**Challenge**. Identify every line in the entries below that contains the word "Find" and copy each of those lines.

┄┄┄┄┄┄

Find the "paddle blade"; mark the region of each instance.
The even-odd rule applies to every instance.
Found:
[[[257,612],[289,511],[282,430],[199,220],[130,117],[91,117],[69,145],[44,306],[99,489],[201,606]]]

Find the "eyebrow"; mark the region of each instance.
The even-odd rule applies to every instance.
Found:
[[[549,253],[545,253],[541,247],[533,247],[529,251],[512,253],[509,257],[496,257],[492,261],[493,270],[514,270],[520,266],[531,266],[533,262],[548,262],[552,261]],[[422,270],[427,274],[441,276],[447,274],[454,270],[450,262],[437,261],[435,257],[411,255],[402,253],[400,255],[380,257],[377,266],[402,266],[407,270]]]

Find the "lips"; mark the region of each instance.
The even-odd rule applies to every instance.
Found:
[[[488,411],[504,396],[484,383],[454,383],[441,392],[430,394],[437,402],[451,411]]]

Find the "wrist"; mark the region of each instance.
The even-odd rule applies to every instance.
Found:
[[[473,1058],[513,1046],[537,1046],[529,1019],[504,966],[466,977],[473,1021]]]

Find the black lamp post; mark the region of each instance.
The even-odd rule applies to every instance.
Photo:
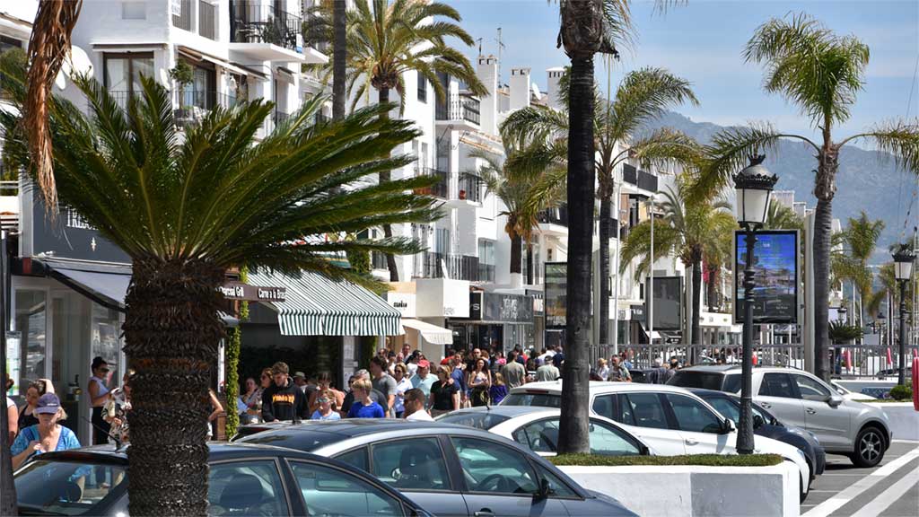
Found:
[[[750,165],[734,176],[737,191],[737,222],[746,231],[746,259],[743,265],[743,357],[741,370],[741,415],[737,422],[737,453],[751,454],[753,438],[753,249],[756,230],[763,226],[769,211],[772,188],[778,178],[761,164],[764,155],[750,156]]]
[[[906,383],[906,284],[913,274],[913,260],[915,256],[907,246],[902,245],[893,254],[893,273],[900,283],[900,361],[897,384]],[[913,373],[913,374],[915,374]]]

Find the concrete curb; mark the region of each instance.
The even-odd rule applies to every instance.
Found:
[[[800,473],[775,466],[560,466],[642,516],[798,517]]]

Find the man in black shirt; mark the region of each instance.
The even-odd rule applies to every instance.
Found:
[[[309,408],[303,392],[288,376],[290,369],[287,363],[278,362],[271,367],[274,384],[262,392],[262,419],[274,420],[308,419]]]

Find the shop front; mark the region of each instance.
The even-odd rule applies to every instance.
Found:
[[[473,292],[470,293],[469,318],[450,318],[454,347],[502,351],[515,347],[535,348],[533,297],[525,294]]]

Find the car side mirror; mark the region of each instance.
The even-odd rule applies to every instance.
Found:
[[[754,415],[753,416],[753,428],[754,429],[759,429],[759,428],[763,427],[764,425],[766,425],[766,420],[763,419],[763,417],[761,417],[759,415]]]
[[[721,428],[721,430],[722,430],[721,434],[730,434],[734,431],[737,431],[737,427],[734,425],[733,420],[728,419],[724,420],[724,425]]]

┄┄┄┄┄┄

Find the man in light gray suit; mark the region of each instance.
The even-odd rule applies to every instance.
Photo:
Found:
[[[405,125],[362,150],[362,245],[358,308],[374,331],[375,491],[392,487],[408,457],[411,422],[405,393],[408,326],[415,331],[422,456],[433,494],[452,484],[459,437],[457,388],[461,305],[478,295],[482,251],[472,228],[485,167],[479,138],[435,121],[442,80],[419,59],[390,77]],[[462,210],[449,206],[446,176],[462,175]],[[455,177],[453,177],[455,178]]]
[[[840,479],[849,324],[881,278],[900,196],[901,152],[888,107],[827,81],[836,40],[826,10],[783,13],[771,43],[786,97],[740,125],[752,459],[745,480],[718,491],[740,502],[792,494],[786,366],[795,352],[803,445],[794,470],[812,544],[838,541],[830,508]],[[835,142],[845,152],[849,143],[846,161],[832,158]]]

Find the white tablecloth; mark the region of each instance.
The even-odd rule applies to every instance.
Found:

┄┄┄┄┄┄

**Result below**.
Find the "paddle blade"; mark the region of each instance.
Find the "eyebrow"; mark the region of each instance.
Find the "lips"; mark the region of each instance.
Find the "wrist"; mark the region of each instance.
Find the black lamp post; mark the region of each instance.
Find the concrete curb; mark the region of each instance.
Find the man in black shirt; mark the region of each instance.
Find the shop front; mark the region of each instance.
Find the car side mirror; mark the region of each instance.
Find the man in light gray suit; mark the region of each instance.
Find the white tablecloth; mark the region of each instance.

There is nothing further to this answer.